*EXTRACTED ENTRIES*
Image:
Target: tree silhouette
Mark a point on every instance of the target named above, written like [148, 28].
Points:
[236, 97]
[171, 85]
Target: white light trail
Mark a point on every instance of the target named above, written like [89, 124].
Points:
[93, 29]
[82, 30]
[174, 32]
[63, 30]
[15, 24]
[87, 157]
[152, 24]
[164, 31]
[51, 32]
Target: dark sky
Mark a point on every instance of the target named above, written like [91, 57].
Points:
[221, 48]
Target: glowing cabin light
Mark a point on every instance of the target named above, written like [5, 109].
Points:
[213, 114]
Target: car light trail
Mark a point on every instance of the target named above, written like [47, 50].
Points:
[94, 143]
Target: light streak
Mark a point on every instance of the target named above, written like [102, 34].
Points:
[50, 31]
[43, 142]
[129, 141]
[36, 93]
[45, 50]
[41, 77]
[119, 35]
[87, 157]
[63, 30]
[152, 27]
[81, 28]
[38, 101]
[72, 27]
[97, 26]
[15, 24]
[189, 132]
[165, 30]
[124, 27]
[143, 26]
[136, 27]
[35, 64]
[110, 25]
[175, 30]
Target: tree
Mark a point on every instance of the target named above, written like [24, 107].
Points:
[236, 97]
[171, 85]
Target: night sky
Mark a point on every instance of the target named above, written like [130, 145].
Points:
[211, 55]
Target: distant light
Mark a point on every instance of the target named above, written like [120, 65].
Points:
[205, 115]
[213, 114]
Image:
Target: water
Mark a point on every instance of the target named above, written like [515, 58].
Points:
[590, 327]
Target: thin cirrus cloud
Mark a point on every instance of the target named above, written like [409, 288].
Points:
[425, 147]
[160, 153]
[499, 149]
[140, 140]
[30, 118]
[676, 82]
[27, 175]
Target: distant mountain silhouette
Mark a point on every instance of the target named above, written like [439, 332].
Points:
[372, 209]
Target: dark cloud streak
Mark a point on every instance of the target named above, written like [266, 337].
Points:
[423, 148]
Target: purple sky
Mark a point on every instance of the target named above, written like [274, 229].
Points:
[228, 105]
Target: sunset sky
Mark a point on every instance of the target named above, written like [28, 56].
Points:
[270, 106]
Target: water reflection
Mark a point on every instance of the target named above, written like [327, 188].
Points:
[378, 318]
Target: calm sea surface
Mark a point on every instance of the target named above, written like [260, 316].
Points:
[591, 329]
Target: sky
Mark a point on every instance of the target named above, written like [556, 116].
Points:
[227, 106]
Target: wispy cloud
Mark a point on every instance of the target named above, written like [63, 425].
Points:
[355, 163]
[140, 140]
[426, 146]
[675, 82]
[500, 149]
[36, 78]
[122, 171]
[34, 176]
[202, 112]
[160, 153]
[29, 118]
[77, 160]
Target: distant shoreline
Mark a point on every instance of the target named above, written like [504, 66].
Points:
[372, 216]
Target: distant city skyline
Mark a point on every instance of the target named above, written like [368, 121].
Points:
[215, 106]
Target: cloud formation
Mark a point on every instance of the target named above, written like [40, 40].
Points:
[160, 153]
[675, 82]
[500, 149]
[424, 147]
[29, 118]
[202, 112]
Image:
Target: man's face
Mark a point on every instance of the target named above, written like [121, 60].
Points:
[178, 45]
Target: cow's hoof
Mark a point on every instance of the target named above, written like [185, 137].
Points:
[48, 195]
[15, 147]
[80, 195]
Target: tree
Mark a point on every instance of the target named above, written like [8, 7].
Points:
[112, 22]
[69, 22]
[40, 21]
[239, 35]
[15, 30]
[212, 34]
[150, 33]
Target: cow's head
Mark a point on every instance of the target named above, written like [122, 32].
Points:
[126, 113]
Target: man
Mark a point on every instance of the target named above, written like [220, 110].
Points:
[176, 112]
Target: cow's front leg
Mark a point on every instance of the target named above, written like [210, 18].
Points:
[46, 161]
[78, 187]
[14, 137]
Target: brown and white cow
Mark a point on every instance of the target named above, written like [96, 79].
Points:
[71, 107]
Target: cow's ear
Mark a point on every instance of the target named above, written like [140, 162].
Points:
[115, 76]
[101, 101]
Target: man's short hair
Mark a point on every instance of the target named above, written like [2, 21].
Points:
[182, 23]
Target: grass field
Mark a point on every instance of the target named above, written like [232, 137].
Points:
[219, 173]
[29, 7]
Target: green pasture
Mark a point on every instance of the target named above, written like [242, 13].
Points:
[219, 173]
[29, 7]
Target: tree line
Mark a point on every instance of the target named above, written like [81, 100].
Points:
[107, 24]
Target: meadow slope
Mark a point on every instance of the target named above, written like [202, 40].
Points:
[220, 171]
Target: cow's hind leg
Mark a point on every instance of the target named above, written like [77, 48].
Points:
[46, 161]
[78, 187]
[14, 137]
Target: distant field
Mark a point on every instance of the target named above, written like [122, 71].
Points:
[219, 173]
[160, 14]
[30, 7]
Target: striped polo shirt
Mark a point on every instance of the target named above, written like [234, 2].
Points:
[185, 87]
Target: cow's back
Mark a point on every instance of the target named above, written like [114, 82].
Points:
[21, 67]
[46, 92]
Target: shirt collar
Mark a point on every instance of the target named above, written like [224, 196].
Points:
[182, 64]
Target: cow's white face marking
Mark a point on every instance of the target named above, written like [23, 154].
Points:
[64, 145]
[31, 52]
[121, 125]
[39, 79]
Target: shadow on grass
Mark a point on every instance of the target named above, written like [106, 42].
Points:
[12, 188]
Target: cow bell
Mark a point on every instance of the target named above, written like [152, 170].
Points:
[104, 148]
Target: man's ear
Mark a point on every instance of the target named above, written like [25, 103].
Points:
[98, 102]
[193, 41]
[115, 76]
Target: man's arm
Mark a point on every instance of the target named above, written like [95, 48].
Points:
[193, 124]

...

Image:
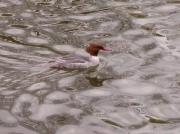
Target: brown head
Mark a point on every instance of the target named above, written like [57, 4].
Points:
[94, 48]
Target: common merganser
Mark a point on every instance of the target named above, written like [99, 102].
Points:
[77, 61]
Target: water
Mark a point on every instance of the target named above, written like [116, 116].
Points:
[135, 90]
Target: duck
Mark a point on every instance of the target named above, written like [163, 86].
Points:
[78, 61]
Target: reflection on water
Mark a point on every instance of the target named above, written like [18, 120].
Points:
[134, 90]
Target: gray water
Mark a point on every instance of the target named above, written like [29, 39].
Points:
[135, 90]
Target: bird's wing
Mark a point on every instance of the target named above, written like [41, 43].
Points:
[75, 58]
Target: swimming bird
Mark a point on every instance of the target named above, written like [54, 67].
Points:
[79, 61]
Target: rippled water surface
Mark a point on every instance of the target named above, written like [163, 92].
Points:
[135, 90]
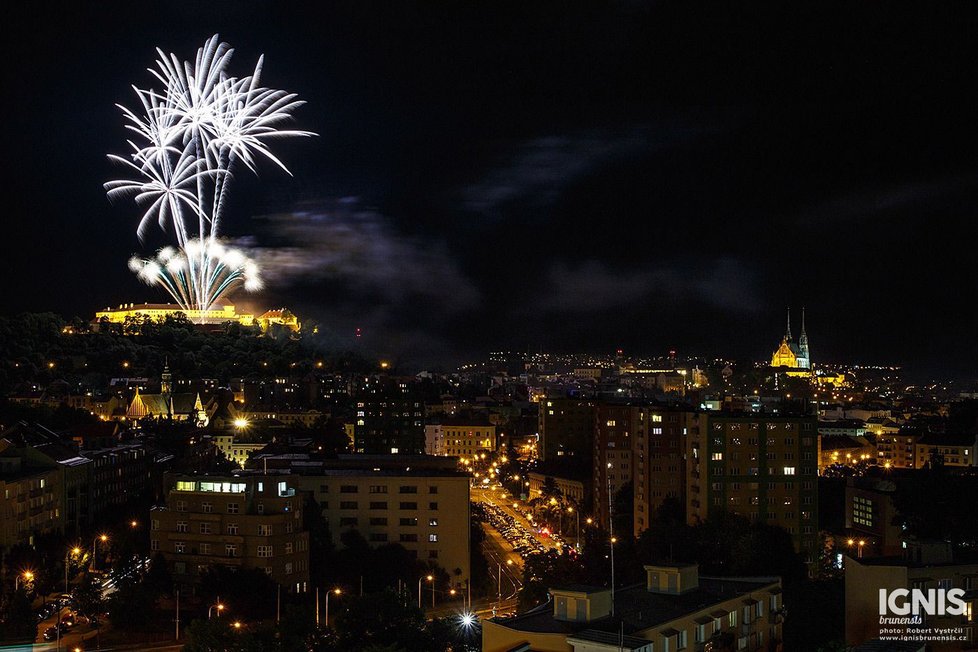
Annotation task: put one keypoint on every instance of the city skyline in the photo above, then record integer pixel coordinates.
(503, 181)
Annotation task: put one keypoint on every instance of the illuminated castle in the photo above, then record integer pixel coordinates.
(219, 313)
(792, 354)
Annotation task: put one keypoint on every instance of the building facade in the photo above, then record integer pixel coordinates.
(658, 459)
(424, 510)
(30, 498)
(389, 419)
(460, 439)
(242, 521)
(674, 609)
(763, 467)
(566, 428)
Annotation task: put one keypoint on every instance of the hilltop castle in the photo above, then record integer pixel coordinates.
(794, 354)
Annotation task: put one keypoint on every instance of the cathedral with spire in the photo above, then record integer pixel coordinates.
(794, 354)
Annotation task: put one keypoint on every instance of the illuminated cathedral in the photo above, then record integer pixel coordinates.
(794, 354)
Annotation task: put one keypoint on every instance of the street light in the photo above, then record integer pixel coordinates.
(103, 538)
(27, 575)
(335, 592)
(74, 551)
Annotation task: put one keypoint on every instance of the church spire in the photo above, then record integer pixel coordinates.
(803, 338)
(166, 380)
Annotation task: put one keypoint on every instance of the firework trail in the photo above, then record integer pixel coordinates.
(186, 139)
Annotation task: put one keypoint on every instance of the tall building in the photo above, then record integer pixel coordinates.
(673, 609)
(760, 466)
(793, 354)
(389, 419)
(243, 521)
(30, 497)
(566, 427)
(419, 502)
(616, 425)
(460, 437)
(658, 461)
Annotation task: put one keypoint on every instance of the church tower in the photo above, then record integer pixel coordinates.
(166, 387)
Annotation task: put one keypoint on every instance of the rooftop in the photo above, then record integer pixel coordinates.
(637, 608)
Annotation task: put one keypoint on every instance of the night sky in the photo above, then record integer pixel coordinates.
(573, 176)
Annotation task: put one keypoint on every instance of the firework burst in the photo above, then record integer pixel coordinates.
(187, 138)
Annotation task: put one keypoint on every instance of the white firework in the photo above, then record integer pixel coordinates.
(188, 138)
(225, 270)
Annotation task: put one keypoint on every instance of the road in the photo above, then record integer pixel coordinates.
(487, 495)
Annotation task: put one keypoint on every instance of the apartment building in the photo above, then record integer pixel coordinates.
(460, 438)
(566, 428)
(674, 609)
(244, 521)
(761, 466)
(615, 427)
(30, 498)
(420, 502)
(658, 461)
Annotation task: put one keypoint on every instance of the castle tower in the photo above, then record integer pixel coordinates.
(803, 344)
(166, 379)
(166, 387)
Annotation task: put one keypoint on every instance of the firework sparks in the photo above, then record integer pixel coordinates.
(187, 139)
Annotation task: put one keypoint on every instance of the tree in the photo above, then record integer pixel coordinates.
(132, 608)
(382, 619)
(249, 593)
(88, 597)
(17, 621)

==

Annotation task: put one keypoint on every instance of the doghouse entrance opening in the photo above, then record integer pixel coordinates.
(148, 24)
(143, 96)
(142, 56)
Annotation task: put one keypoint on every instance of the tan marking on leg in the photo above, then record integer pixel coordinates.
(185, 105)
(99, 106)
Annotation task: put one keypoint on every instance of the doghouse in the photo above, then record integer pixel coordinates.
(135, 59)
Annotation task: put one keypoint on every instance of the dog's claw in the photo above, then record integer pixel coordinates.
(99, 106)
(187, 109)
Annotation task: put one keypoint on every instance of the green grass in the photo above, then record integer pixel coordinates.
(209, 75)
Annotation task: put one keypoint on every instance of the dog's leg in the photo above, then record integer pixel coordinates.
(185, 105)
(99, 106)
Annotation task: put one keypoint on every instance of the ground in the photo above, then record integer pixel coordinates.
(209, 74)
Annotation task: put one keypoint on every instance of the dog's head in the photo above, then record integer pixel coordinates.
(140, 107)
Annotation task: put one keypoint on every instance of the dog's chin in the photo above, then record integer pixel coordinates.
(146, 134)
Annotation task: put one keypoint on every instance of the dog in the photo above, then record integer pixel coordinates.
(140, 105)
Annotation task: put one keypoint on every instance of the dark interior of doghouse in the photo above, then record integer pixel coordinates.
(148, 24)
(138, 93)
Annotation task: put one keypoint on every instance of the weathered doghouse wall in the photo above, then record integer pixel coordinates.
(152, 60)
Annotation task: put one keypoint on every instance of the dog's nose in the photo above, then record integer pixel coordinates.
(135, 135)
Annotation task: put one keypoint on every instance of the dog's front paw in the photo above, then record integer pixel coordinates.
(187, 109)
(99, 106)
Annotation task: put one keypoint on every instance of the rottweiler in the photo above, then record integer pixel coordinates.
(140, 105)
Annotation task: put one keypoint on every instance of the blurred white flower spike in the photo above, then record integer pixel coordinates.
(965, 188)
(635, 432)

*WORK ORDER*
Among the lines above, repeat exactly those from the line with "Target: dark sky" to the line with "Target: car light trail", counting both ends.

*ANSWER FOR THE TASK*
Target: dark sky
Mark a point on every instance of the target named above, written like [91, 57].
Points:
[221, 48]
Target: glowing cabin light
Mark a point on every instance of the target named above, written like [5, 109].
Points:
[213, 114]
Target: car light trail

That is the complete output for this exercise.